[Collected data]

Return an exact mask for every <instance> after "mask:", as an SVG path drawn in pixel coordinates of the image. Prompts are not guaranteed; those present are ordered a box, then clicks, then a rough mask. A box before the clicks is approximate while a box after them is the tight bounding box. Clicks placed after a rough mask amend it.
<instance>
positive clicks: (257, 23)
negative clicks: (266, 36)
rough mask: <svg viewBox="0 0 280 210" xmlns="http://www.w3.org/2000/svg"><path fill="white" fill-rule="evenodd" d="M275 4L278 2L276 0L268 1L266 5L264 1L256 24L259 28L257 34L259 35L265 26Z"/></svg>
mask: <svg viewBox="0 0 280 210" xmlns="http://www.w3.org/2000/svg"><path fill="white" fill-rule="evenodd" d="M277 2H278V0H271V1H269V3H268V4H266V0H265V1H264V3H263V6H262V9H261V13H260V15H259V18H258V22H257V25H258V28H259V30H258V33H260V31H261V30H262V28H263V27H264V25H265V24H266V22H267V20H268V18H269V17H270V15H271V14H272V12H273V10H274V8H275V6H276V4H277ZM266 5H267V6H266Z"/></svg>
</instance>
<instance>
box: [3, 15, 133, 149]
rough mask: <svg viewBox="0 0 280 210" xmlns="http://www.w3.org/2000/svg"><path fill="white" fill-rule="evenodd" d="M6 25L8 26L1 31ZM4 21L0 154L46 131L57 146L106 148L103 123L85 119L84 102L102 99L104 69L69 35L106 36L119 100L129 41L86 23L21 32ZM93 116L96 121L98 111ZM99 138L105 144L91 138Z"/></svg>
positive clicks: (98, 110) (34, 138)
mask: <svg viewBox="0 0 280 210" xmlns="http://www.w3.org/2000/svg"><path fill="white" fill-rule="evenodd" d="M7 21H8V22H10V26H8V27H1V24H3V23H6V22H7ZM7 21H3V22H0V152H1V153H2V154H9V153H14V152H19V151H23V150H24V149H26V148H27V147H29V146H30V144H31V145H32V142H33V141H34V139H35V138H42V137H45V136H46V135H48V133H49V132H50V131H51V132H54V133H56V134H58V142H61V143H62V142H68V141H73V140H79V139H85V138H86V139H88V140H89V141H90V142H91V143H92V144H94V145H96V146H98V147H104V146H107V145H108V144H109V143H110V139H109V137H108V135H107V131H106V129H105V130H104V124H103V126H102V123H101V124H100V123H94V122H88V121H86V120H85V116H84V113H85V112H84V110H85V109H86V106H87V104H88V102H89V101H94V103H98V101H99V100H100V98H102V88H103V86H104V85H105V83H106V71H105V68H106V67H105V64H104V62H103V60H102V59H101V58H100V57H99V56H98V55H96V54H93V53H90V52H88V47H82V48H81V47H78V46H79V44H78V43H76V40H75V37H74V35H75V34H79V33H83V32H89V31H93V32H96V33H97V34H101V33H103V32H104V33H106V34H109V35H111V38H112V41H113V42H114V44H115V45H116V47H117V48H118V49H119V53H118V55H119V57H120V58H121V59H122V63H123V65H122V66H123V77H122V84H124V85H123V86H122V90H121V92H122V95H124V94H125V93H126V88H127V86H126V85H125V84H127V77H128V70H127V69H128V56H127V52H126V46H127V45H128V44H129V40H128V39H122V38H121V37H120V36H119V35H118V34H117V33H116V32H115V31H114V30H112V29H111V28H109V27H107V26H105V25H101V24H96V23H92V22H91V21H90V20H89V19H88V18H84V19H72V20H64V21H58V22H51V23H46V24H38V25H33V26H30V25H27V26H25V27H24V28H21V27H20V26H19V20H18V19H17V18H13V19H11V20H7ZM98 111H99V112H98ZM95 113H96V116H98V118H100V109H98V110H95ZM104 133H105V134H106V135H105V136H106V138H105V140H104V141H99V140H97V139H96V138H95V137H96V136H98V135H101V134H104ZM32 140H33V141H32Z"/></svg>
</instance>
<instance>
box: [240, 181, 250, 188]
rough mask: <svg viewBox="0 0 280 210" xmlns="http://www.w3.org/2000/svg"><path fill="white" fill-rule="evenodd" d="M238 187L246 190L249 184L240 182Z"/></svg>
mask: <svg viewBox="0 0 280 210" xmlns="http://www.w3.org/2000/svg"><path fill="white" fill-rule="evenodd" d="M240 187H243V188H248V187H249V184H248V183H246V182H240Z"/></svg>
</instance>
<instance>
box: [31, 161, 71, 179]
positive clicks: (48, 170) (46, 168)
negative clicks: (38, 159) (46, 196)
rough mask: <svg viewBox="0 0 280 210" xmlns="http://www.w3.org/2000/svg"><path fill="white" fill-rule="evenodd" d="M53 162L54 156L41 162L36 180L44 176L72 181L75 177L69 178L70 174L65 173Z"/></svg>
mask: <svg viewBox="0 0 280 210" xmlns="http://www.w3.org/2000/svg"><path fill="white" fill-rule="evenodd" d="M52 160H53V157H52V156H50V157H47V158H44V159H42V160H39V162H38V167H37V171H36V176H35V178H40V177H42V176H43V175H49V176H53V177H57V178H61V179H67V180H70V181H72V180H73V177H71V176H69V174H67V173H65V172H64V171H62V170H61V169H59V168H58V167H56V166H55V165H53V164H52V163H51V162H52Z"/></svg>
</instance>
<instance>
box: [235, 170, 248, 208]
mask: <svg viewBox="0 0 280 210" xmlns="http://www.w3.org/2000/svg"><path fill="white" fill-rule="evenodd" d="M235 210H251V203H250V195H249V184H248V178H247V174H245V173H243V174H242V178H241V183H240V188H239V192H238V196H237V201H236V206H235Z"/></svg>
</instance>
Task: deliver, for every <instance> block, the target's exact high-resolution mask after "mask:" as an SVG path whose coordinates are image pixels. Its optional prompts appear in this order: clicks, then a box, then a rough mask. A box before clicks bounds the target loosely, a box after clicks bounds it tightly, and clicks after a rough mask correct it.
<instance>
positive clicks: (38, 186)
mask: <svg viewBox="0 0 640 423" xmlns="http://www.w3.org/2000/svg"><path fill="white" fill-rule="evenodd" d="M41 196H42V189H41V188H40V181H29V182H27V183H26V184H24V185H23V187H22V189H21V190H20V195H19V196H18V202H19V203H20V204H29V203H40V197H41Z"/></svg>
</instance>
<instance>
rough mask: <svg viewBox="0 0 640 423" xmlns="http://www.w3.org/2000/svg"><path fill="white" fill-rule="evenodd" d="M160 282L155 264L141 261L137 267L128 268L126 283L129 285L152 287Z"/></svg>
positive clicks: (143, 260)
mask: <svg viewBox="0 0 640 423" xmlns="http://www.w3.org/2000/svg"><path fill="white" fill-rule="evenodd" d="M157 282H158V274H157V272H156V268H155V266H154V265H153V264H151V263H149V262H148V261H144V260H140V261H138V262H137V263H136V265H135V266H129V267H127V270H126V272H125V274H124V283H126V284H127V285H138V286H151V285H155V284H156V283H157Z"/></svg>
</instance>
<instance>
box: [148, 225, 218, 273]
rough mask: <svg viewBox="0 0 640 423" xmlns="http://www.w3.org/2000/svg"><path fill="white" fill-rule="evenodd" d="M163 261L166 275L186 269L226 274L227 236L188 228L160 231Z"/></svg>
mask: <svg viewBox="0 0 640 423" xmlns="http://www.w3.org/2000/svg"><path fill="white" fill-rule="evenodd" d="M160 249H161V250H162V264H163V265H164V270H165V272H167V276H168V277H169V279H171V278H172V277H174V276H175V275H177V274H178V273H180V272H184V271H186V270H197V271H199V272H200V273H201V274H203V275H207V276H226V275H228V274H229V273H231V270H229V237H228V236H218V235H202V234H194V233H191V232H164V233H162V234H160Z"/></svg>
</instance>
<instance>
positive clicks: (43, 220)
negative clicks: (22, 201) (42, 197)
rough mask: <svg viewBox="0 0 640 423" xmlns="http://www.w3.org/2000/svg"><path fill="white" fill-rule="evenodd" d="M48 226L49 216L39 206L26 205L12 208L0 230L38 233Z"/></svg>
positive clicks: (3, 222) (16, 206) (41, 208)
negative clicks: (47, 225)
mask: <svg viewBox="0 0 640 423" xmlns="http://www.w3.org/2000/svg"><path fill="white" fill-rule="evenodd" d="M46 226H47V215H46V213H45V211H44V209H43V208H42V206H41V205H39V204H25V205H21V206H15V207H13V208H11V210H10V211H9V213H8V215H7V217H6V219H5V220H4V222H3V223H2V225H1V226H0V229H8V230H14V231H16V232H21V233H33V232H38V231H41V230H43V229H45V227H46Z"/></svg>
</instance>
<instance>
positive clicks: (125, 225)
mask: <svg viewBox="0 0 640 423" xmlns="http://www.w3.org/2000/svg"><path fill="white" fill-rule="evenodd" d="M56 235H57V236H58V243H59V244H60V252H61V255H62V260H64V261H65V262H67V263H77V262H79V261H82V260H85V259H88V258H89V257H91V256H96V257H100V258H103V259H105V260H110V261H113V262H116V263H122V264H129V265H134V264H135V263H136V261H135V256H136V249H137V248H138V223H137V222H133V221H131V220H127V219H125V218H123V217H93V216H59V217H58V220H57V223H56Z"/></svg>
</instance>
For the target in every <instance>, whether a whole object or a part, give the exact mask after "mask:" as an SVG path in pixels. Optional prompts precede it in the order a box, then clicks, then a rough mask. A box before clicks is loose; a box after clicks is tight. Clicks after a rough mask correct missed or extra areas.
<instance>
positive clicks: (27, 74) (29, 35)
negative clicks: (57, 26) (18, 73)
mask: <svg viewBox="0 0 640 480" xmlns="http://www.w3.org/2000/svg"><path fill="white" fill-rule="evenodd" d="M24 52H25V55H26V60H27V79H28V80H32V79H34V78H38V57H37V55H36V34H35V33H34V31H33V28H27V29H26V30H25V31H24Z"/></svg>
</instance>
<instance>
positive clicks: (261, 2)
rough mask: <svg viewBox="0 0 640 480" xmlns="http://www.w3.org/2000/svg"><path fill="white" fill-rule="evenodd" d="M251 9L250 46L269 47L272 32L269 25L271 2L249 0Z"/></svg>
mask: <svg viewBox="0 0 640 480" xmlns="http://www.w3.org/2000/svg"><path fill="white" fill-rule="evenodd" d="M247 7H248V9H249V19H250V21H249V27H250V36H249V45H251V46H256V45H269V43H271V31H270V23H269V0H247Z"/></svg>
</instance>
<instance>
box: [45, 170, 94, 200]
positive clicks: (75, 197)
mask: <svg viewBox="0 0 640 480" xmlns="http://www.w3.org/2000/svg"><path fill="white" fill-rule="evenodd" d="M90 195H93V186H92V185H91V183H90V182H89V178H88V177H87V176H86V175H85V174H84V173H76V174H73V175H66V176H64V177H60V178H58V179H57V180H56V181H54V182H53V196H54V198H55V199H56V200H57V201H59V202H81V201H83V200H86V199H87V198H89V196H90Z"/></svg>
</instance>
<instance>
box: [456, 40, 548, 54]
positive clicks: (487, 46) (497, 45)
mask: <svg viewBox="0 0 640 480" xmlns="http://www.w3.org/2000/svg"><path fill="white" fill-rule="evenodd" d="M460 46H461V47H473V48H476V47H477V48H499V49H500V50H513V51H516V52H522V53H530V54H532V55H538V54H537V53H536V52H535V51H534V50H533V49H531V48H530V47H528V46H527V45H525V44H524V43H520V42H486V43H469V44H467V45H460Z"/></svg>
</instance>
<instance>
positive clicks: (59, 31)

§ **Work order**: Print exactly the lines above, between the one holding "Task: deliver, for" and the one holding "282L155 264L141 261L137", inclusive, and nothing besides.

§ **Result for this exercise**:
Task: deliver, for every <instance> block, the target's exact high-resolution mask after "mask:" as an SVG path whose coordinates are image pixels. Its optional prompts appear in this order: clicks, then a box, then a rough mask. A box before clicks bounds the target loosely, a box after clicks bounds it tightly, and clicks after a rough mask correct it.
<instance>
positive clicks: (38, 186)
mask: <svg viewBox="0 0 640 423" xmlns="http://www.w3.org/2000/svg"><path fill="white" fill-rule="evenodd" d="M41 196H42V189H41V188H40V181H29V182H27V183H26V184H24V185H23V187H22V189H21V190H20V195H19V196H18V202H19V203H20V204H29V203H40V197H41Z"/></svg>
</instance>
<instance>
rough mask: <svg viewBox="0 0 640 423" xmlns="http://www.w3.org/2000/svg"><path fill="white" fill-rule="evenodd" d="M160 282L155 264L141 261L137 267L128 268L126 283L129 285L152 287Z"/></svg>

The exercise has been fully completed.